* START Supplied data *

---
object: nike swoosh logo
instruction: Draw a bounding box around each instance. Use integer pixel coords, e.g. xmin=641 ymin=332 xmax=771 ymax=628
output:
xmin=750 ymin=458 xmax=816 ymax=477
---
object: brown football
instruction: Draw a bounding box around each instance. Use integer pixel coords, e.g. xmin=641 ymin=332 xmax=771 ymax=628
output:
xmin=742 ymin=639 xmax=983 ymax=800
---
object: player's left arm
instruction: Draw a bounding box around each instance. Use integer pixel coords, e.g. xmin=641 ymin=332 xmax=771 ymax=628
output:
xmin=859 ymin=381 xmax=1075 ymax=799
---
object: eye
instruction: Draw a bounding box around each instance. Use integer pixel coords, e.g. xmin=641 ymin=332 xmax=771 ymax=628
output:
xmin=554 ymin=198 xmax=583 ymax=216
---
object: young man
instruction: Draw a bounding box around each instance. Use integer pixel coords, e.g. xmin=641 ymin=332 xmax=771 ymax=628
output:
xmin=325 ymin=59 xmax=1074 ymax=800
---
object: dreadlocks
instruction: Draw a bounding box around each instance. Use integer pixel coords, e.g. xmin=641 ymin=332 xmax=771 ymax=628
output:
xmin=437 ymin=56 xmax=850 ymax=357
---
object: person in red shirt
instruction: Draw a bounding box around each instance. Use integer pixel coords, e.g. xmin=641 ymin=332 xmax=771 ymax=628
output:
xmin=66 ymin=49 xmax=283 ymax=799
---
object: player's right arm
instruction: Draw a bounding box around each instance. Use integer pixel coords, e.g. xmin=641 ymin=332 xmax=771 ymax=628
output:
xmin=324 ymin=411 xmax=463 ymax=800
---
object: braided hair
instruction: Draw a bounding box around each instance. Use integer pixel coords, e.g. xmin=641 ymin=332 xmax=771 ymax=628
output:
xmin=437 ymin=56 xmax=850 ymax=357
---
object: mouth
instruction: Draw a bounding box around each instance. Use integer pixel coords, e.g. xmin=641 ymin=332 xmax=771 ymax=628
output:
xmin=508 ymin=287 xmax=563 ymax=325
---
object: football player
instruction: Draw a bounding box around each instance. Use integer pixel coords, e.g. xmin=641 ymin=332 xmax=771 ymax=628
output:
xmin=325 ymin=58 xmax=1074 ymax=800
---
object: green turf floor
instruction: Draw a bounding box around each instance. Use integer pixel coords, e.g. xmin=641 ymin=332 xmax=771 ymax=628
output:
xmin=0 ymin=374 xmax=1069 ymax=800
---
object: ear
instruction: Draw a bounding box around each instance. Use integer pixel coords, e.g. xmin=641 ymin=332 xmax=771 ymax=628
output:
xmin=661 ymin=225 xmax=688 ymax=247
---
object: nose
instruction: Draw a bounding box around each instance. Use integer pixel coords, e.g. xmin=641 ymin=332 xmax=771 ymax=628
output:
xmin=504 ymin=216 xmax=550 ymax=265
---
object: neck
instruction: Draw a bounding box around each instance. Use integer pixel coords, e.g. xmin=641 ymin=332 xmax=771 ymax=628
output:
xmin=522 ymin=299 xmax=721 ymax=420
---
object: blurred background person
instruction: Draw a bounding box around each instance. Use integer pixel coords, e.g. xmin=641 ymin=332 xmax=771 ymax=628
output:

* END Supplied data *

**Aim:** Locate and copy each line in the rows above that contains the string "football"; matching is case-sensitive.

**Solved problem:**
object: brown football
object: football player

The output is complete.